_LISTED RECORDS_
********************

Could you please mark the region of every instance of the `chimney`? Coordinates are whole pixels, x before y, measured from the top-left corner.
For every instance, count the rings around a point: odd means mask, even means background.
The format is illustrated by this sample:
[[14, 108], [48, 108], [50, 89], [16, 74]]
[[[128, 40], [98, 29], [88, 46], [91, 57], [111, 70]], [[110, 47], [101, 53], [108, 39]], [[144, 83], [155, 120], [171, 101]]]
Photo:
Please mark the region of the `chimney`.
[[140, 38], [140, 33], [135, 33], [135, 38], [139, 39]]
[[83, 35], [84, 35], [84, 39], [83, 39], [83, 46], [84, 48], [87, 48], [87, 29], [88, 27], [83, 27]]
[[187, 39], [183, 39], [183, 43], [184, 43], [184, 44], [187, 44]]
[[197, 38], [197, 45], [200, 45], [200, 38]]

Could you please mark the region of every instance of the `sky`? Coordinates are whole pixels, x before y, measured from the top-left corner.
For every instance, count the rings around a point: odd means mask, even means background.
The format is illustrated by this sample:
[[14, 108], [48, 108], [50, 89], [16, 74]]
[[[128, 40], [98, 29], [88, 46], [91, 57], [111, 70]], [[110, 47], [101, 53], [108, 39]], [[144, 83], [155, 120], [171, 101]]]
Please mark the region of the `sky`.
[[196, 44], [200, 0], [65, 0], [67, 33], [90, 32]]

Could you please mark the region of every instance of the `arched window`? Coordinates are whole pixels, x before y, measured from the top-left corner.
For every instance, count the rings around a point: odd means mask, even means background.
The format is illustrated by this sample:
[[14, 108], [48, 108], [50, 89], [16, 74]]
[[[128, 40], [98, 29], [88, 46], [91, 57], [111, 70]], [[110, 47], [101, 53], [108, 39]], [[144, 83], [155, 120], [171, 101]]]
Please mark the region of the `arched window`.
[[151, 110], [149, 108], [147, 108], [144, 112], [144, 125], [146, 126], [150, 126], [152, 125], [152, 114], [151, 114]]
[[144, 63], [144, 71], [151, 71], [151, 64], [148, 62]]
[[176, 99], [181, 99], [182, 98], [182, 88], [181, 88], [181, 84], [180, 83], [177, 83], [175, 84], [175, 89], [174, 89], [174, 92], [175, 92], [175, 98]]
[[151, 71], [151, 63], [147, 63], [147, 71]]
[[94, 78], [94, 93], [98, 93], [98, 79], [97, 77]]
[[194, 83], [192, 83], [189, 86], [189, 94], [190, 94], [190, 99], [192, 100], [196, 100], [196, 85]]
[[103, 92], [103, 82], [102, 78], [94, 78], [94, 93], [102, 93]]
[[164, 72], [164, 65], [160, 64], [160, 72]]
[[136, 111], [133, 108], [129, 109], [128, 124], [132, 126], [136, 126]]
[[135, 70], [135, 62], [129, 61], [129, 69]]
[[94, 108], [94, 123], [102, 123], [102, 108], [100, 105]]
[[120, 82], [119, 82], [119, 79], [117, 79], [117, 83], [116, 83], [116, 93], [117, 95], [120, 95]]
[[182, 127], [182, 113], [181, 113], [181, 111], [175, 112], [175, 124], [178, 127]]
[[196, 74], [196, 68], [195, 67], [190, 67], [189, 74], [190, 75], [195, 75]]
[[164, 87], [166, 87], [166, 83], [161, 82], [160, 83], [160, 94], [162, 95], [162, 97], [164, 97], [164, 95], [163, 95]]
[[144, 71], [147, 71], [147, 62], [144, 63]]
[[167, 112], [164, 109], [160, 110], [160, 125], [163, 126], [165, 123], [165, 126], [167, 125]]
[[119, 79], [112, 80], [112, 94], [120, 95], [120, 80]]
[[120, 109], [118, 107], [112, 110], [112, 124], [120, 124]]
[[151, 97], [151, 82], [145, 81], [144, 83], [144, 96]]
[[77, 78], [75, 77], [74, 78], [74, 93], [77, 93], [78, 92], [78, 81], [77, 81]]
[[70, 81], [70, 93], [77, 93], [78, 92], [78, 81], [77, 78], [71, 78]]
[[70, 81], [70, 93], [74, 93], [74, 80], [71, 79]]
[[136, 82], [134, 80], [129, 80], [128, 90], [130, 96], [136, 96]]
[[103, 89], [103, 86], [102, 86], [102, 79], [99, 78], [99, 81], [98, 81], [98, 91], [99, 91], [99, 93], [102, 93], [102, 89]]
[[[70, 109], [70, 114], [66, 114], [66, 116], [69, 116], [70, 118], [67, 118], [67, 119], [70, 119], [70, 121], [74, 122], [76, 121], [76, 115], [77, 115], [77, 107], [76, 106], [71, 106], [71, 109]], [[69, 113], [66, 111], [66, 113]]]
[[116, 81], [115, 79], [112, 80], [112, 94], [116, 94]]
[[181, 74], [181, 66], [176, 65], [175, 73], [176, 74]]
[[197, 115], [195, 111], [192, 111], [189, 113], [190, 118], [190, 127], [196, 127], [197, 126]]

********************

_PROBLEM DETAILS_
Copy out every entry above word for word, with nothing left out or changed.

_COMPLETED TASK_
Could you please mark the region of every instance of the `chimney`? Coordinates are whole pixels, x before y, measured from the top-left corner.
For every instance, count the rings around a point: odd means mask, even means background.
The format is illustrated by this sample:
[[14, 108], [48, 108], [50, 89], [16, 74]]
[[[128, 40], [98, 29], [88, 46], [91, 57], [111, 70]], [[110, 47], [101, 53], [108, 39]], [[144, 83], [155, 120], [171, 101]]]
Photo:
Please mark the region of the `chimney`.
[[140, 38], [140, 33], [135, 33], [135, 38], [139, 39]]
[[83, 35], [84, 35], [84, 39], [83, 39], [83, 46], [84, 48], [87, 48], [87, 29], [88, 27], [83, 27]]
[[187, 39], [183, 39], [183, 43], [184, 43], [184, 44], [187, 44]]
[[197, 38], [197, 45], [200, 45], [200, 38]]

Could you please mark the region of every instance of the `sky`? Coordinates are whole pixels, x before y, measured from the top-left corner.
For every instance, count the rings around a point: odd means mask, even means background.
The format is illustrated by this sample:
[[14, 108], [48, 108], [50, 89], [16, 74]]
[[[128, 40], [98, 29], [88, 46], [91, 57], [111, 70]], [[110, 47], [101, 53], [108, 39]], [[144, 83], [155, 120], [171, 101]]]
Please mark the region of the `sky`.
[[196, 44], [200, 0], [65, 0], [67, 33], [90, 32]]

Could you please mark the region of every instance of the `arched window`? Coordinates are whole pixels, x before y, measured from the top-left corner.
For every instance, count the rings around a point: odd means mask, even means background.
The format is illustrated by this sample:
[[14, 108], [48, 108], [50, 89], [16, 74]]
[[[128, 40], [98, 29], [88, 46], [91, 57], [111, 70]], [[110, 47], [101, 53], [108, 39]], [[144, 83], [155, 120], [171, 101]]]
Please mark the region of the `arched window`.
[[151, 110], [149, 108], [147, 108], [144, 112], [144, 125], [146, 126], [150, 126], [152, 125], [152, 114], [151, 114]]
[[144, 63], [144, 71], [151, 71], [151, 64], [148, 62]]
[[176, 99], [181, 99], [182, 98], [182, 88], [181, 88], [181, 84], [180, 83], [177, 83], [175, 84], [175, 89], [174, 89], [174, 92], [175, 92], [175, 98]]
[[151, 71], [151, 63], [147, 63], [147, 71]]
[[94, 78], [94, 93], [98, 93], [98, 79], [97, 77]]
[[194, 83], [192, 83], [189, 86], [189, 94], [190, 94], [190, 99], [192, 100], [196, 100], [196, 85]]
[[103, 92], [103, 82], [102, 78], [94, 78], [94, 93], [102, 93]]
[[164, 72], [164, 65], [160, 64], [160, 72]]
[[136, 111], [133, 108], [129, 109], [128, 124], [132, 126], [136, 126]]
[[135, 70], [135, 62], [129, 61], [129, 69]]
[[94, 108], [94, 123], [102, 123], [102, 108], [100, 105]]
[[120, 82], [119, 82], [119, 79], [117, 79], [117, 83], [116, 83], [116, 93], [117, 95], [120, 95]]
[[182, 127], [182, 113], [181, 113], [181, 111], [175, 112], [175, 124], [178, 127]]
[[196, 74], [196, 68], [195, 67], [190, 67], [189, 74], [190, 75], [195, 75]]
[[164, 87], [166, 87], [166, 83], [161, 82], [160, 83], [160, 94], [162, 95], [162, 97], [164, 97], [164, 95], [163, 95]]
[[144, 71], [147, 71], [147, 62], [144, 63]]
[[167, 112], [164, 109], [160, 110], [160, 125], [163, 126], [165, 123], [165, 126], [167, 125]]
[[119, 79], [112, 80], [112, 94], [120, 95], [120, 80]]
[[120, 109], [118, 107], [112, 110], [112, 124], [120, 124]]
[[151, 97], [151, 82], [145, 81], [144, 83], [144, 96]]
[[77, 78], [75, 77], [74, 78], [74, 93], [77, 93], [78, 92], [78, 81], [77, 81]]
[[70, 81], [70, 93], [77, 93], [78, 92], [78, 81], [77, 78], [71, 78]]
[[70, 81], [70, 93], [74, 93], [74, 80], [71, 79]]
[[136, 82], [134, 80], [129, 80], [128, 90], [130, 96], [136, 96]]
[[103, 89], [103, 86], [102, 86], [102, 79], [99, 78], [99, 81], [98, 81], [98, 91], [99, 91], [99, 93], [102, 93], [102, 89]]
[[[70, 109], [70, 114], [66, 114], [66, 116], [69, 116], [70, 118], [67, 118], [67, 119], [70, 119], [70, 121], [74, 122], [76, 121], [76, 115], [77, 115], [77, 107], [76, 106], [71, 106], [71, 109]], [[69, 113], [66, 111], [66, 113]]]
[[116, 81], [115, 79], [112, 80], [112, 94], [116, 94]]
[[181, 74], [181, 66], [176, 65], [175, 73], [176, 74]]
[[197, 115], [195, 111], [192, 111], [189, 113], [190, 118], [190, 127], [196, 127], [197, 126]]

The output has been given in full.